**TASK STATEMENT**
Extract the full set of records, then give each one again exactly.

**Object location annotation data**
##########

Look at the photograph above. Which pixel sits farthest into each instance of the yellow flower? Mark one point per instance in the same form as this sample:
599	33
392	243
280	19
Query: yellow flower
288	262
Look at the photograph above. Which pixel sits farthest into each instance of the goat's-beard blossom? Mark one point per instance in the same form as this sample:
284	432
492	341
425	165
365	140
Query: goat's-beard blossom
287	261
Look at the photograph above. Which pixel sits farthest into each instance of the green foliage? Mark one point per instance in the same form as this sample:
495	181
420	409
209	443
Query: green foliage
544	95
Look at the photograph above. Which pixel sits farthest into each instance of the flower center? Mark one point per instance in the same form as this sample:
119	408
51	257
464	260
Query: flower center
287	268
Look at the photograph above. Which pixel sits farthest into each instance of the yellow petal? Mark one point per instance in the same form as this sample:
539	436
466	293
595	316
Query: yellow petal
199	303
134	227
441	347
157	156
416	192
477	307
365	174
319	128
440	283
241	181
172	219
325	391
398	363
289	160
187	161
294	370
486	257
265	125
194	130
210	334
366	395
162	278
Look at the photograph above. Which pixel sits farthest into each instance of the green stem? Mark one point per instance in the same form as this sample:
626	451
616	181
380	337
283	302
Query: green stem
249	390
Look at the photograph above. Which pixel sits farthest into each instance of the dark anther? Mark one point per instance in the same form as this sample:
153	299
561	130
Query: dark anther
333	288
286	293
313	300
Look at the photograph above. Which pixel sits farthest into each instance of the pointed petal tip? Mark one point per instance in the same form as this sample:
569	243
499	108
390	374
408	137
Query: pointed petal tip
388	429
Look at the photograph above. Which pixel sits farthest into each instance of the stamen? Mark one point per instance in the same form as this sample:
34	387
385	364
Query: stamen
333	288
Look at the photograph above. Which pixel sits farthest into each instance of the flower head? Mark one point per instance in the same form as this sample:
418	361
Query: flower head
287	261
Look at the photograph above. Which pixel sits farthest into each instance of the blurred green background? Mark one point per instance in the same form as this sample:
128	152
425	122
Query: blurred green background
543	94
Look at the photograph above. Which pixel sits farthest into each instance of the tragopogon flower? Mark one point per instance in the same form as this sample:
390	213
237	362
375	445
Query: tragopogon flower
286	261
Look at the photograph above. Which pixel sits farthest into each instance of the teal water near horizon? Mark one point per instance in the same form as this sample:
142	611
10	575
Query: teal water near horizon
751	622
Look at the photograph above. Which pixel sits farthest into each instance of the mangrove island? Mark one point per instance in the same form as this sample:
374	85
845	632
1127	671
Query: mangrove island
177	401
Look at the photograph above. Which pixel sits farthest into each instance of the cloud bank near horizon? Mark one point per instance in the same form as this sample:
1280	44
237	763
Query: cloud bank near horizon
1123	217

##########

**TASK RESULT**
Look at the photograph above. Which pixel sits farthest into each instance of the yellow flower? Mark one point per instance in the same form as this sample:
599	33
392	243
280	19
Query: yellow flower
288	262
Look at the photograph above. Which pixel sits farthest into each instance of the goat's-beard blossom? Mark one point per instance in the same form as this sample:
284	432
492	341
425	165
365	140
Query: goat's-beard blossom
287	261
Look at the photograph above. Which pixel sits farthest into each instance of the green foliage? Mark one point per instance in the same form as this sample:
495	181
420	409
209	443
Query: green foliage
544	95
Look at the photograph above. Which pixel sits farthest into each instance of the flower center? Mark one point per instance in the same form as this sample:
119	408
51	257
464	260
Query: flower center
287	268
Look at the photograph above. Which pixel sits farthest into each instance of the yellow petal? Mark one point per instance in the same form as this sample:
539	436
466	293
595	316
Query: yellow petal
199	303
134	227
441	347
157	156
416	192
477	307
365	174
319	128
440	283
241	181
172	219
325	391
398	363
289	160
187	161
294	370
486	257
265	125
194	130
210	334
366	395
162	278
Look at the photograph above. Which pixel sits farthest into each instance of the green stem? Mark one point per instance in the same form as this sample:
626	451
616	181
380	337
283	302
Query: green stem
249	390
Look at the photograph above. Which pixel sits farthest into each instance of the dark anther? Mark one point per instance in the same form as this sample:
153	299
561	130
Query: dark anther
333	288
286	293
313	300
Look at the photograph above. Which pixel sits farthest into each instance of the pointed petal tip? Mark one point per instance in the same form as this sample:
569	243
499	108
390	374
408	137
Query: pointed petal tip
388	429
Look at the photograph above. Which pixel sits farthest into each instance of the stamen? Mark one point per instance in the same form as this sample:
34	387
385	364
Query: stamen
333	288
Look at the photograph above. Which pixel sits farthest into each instance of the flower head? Mark one point per instance in the same form as this sample:
418	361
Query: flower head
287	261
Look at the photograph above. Which pixel sits farthest into each instance of the blurred green background? Mark one point per instance in the same form as this sample:
128	152
425	122
Query: blurred green background
543	94
Look at the photograph above. Which pixel sits farthest into each instance of the tragopogon flower? Mark one point per instance in the same form as this sample:
390	213
237	362
375	445
Query: tragopogon flower
286	261
Look at the photograph above. Which pixel sits farthest into each instance of the teal water near horizon? Mark one point per instance in the same form as this sample:
142	611
10	575
Query: teal water near horizon
751	622
Look at the photograph above. Which pixel sits farthest into each instance of the mangrove island? Mark one point per instance in the same form as this sample:
374	85
845	632
1127	671
Query: mangrove island
177	401
Look at the photograph above. Which pixel sits farthest into each instance of the cloud bank near horizon? Mark one point per instance in the same form as this sample:
1280	44
237	763
Query: cloud bank near horizon
1123	217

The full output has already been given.